### Task goal
Look through the records below for the line holding "Target: pink flowering plant". Write it out exactly, with each following line through the line holding "Target: shrub".

_____

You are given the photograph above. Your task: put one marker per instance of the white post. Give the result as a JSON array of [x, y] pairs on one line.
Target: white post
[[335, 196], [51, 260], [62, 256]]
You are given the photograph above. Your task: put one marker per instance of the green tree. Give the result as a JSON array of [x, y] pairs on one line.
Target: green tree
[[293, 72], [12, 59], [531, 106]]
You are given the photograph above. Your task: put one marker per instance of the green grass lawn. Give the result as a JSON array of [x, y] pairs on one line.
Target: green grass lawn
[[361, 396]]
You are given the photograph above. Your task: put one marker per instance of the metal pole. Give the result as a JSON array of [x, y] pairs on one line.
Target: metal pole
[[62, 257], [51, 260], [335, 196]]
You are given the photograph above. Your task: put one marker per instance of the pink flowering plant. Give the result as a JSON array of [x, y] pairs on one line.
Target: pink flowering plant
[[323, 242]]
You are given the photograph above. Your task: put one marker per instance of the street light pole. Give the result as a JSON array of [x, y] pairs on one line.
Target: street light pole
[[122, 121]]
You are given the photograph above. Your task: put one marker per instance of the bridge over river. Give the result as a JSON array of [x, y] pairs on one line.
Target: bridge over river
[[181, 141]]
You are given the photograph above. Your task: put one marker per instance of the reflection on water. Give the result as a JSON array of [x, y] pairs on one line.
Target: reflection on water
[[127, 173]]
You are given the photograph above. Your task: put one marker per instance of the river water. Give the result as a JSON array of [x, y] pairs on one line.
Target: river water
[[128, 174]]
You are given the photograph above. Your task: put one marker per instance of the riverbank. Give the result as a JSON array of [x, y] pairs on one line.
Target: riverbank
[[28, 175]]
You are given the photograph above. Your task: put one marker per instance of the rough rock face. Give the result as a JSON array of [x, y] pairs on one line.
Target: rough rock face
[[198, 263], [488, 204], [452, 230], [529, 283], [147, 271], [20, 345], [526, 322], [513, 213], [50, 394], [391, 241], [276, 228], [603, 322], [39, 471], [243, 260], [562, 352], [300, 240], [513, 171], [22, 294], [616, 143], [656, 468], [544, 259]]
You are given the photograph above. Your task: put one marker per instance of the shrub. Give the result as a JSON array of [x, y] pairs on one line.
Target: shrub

_____

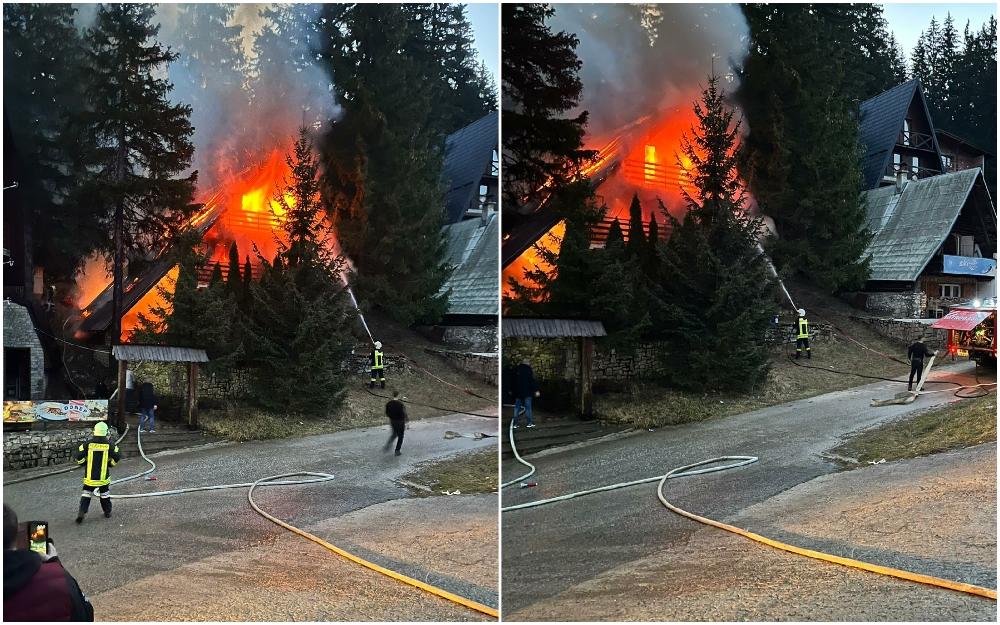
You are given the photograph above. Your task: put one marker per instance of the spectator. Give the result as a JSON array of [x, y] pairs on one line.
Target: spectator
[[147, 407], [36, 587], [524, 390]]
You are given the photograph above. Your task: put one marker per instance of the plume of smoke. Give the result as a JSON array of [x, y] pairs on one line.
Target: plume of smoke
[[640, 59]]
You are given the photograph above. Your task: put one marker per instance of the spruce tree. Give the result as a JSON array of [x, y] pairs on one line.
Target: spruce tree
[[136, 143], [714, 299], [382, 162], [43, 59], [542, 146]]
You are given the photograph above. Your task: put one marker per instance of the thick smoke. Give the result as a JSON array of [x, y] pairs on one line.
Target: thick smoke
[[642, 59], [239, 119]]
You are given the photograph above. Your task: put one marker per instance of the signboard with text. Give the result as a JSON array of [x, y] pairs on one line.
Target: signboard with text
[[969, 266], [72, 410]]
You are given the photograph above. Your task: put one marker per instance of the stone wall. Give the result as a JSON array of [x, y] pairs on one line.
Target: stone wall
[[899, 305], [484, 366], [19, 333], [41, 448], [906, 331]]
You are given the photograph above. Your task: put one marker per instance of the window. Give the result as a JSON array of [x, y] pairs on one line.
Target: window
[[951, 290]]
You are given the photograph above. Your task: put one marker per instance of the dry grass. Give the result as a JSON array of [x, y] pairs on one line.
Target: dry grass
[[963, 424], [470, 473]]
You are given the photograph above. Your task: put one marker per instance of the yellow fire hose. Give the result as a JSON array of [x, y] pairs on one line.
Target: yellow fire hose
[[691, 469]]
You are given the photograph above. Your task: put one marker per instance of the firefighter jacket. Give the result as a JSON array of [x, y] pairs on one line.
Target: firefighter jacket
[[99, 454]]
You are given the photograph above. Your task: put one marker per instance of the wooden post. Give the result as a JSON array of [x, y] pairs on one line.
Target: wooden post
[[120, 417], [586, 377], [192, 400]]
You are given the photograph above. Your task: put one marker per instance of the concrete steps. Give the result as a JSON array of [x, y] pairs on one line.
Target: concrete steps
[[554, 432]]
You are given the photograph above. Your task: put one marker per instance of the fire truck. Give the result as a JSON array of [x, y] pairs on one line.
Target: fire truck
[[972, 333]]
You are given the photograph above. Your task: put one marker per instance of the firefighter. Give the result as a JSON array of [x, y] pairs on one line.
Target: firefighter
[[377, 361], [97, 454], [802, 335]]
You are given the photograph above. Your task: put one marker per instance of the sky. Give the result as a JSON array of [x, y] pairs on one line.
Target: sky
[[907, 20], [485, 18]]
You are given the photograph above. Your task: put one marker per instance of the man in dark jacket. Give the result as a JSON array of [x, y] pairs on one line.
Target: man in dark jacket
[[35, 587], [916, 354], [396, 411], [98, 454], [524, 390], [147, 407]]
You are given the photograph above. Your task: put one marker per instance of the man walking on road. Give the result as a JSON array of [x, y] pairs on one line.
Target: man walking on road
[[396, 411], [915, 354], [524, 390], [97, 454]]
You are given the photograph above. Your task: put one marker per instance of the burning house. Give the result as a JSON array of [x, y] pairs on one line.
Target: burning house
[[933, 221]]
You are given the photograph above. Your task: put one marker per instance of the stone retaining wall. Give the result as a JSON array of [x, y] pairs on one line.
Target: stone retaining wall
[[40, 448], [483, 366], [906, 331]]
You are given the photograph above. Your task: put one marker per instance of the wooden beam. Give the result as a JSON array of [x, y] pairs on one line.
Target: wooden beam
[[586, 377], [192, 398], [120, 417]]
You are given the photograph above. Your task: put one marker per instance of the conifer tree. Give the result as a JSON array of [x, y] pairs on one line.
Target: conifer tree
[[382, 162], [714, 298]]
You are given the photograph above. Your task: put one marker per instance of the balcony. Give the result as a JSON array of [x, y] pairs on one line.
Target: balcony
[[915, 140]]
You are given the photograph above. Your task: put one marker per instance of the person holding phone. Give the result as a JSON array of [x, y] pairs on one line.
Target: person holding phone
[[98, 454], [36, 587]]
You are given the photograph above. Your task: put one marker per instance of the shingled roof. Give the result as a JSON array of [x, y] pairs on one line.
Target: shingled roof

_____

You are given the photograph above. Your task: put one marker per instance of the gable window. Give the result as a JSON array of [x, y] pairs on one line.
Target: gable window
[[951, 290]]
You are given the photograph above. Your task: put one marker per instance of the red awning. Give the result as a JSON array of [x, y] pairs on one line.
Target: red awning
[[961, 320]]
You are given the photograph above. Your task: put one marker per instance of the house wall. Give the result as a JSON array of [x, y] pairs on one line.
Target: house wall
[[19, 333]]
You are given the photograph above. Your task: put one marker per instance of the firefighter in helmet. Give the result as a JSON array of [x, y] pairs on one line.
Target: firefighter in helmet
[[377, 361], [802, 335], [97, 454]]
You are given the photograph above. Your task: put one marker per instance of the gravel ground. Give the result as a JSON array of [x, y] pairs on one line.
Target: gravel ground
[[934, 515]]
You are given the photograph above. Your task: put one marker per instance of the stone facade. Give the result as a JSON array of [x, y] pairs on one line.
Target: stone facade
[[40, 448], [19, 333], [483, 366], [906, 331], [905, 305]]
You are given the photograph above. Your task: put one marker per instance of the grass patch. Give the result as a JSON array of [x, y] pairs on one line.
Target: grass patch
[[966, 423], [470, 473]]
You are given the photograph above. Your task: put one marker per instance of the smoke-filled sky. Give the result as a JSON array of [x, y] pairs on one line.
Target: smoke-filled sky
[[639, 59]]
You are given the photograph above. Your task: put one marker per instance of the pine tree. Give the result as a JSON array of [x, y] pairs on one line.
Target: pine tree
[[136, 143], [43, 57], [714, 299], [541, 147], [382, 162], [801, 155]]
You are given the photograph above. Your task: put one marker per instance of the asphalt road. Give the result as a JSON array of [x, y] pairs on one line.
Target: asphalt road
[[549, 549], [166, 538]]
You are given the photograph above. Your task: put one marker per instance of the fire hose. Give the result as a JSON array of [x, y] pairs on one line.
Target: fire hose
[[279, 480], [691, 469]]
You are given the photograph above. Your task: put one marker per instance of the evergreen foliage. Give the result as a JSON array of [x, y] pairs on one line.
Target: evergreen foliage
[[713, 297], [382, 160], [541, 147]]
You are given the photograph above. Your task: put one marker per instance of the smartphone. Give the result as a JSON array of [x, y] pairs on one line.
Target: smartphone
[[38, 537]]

_____

### Solution for this exercise
Target: pink flowering plant
[[323, 242]]
You are given the photograph above. Your task: put one marker per instance of the street light pole. Give the result as a JSON array of [x, y] pairs on one line.
Target: street light pole
[[122, 121]]
You are given the photograph above. Your task: put one marker per instance of the bridge over river. Give the result as a JSON array of [x, y] pairs on one line.
Target: bridge over river
[[181, 141]]
You are given the photograph above. Your task: put one marker per instance of the reflection on water. Give the result as a JSON array of [x, y] pairs on one line.
Target: reflection on water
[[127, 173]]
You are given the photograph above. Your task: put one marker per instance of the river water. Give the result as a JSON array of [x, y] pairs on one line.
Target: river water
[[128, 174]]
You are given the photograph above. Your task: put one marker per instance of the riverbank. Give the result as a JSON array of [x, y] pairs on one line.
Target: riverbank
[[28, 175]]
You are given the photograph above. Your task: put one marker per instance of the rough rock face. Give the result as a JSON array of [x, y] pairs on one line.
Target: rough rock face
[[198, 263], [488, 204], [452, 230], [529, 283], [147, 271], [20, 345], [526, 322], [513, 213], [50, 394], [391, 241], [276, 228], [603, 322], [39, 471], [243, 260], [562, 352], [300, 240], [513, 171], [22, 294], [616, 143], [656, 468], [544, 259]]
You are given the photograph above. Your task: put one marker per instance of the shrub. Give the result as a JSON array of [x, y] pairs on one line.
Target: shrub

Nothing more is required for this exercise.